* [TASK] Please copy the records below word for word, leaving the pictures out of your answer.

* [TASK INPUT]
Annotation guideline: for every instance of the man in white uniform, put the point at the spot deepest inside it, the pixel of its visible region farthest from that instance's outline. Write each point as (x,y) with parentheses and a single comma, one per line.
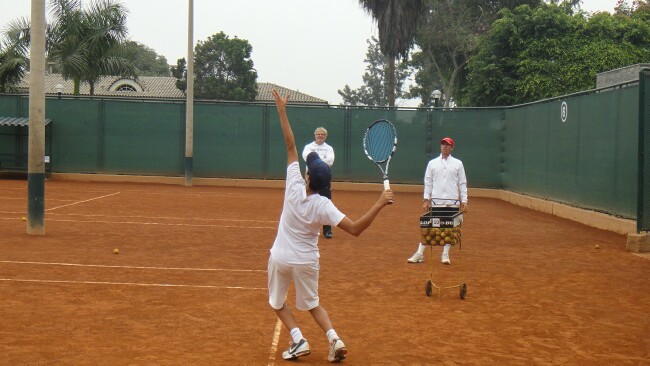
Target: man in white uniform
(326,153)
(294,255)
(445,185)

* [CORRECT RESULT]
Annotation guideline: for every instance of the man in white uniform, put the point at the spot deepest inside it, the pixel of its visible region farthest from that instance's outline. Write each point as (x,y) with parentheses and a single comma, one per line.
Target: man in white uniform
(326,153)
(294,255)
(445,185)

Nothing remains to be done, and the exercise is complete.